** Passage given **
The Lincoln Cathedral Library

LibraryFirstly, apologies for not posting recently, I’m coming up to the last three weeks of my BA so university work has taken priority (over what feels like ALL aspects of my life).

Recently, my parents came up to visit me, which was a welcome break from my studies! I took them to visit the Lincoln Cathedral. Situated at the top of Steep Hill, we opted to go on a tour that takes you to the top of the Tower, to take advantage of the picturesque views. They were truly breath-taking! Whilst I was there, I couldn’t resist the chance to take a look around the Library!

The Library consists of many documents, ranging from 15th Century Manuscripts to 17th Century early printed books. Although many items have restricted access, when I visited there was a very helpful guide there who was more than happy to answer any of my questions. Also, if you arrange it prior to your trip, you can have a guided tour of the Library.

It was fascinating to be able to look such historic texts, and it was great to see how well preserved and cared for they were. I also enjoy learning about the rich history of Lincoln- I go to university here so it would be a shame not to learn about the areas past.

On the 4th May 2016 I will be returning to the Wren Library of the Cathedral. The University has invited me to attend a symposium of the MA Students from the English School, as I have secured a place to continue study on an MA in 21st Century Literature in September 2016. I can’t wait to return- I love the fact that the university is engaging with one of the many historic locations in Lincoln. The fact it is the Cathedral Library makes it even better!

** Source material **
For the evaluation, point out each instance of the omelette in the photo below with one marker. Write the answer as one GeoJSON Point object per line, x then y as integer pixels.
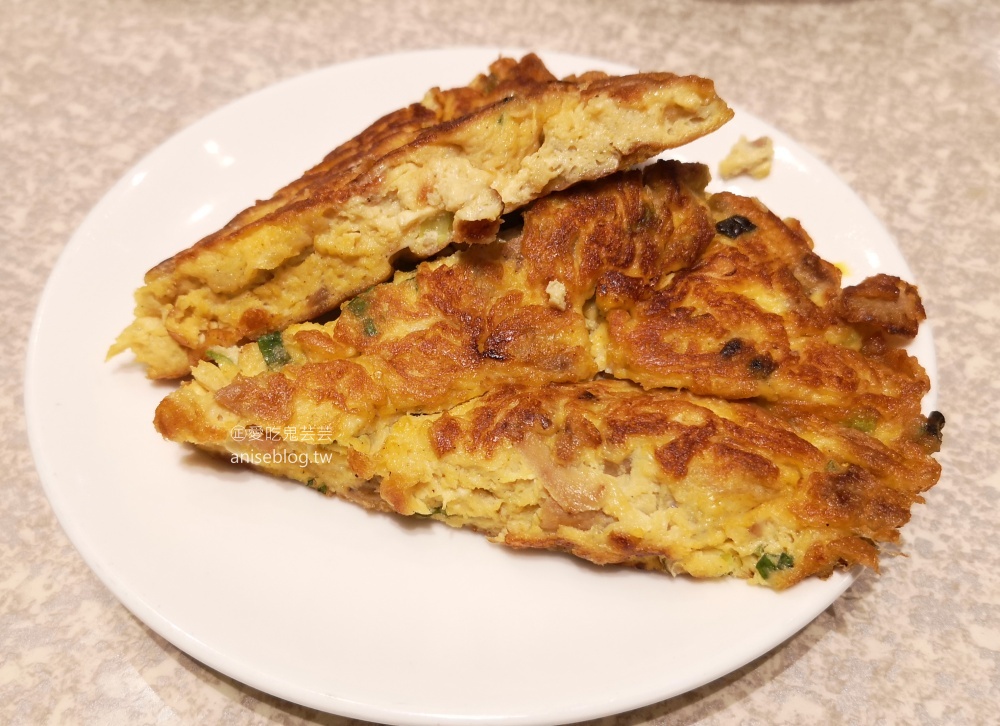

** Given problem 1 **
Write out the Lincoln Cathedral Library post from "It was fascinating" to "the areas past.".
** Given problem 2 **
Write what comes next in the post about the Lincoln Cathedral Library, picking up after its final sentence.

** Written reply 1 **
It was fascinating to be able to look such historic texts, and it was great to see how well preserved and cared for they were. I also enjoy learning about the rich history of Lincoln- I go to university here so it would be a shame not to learn about the areas past.

** Written reply 2 **
Thanks for reading! Is there anything similar near you? Have you visited anywhere of historical importance recently? Are you from an area with a rich history? Or, have you found a new bookworm spot? Let me know below in the comments and please like and share!


My Top Three Texts

As I am super busy with my final hand-ins and assessments for my degree, I thought I would do a round up of my top three favourite books. If you have been following my blog, you will notice I have already posted an Author Haul on Ian McEwan. So, to save repeating myself and boring you all, here my other favourites:


1)The Waves (1931) by Virginia Woolf

I love love love Virginia Woolf, she was the focus of my undergraduate dissertation and I find her work within literary modernism truly inspiring. In particular, I really enjoy her focus on the interiority of character. She was one of the first authors to think of the text reflecting thoughts and feelings, bringing the reader closer to the life of her constructs.

My favourite fictional work of hers (I would highly recommend also reading her literary criticism) is The Waves. Written in 1931, The Waves is regarded as one of Woolf’s most experimental novels; which follows the lives of Bernard, Neville, Louis, Jinny and Rhoda. The narrative follows the characters relationships with one another and the natural world, and mainly consists of what many critics refer to as ‘soliloquies’, due to the rhythmical nature of the prose. Interspersed between these soliloquies are sections of descriptions of the natural world, focussing on water and light, which pose a close relationship to the characters subject matter within their soliloquies.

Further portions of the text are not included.